Set problem
Rewrite the listing below, changing every "marker" to "point" and leaving everything else untouched.
"""
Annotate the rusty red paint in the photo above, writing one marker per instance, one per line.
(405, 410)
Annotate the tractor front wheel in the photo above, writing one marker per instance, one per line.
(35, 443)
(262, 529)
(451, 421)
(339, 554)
"""
Answer to the exercise
Annotate the rusty red paint in the photo above, writing one point per instance, one per line.
(405, 410)
Annotate the tractor front wheel in the photo above, writing one point per instance, one per line.
(35, 443)
(262, 529)
(451, 421)
(339, 554)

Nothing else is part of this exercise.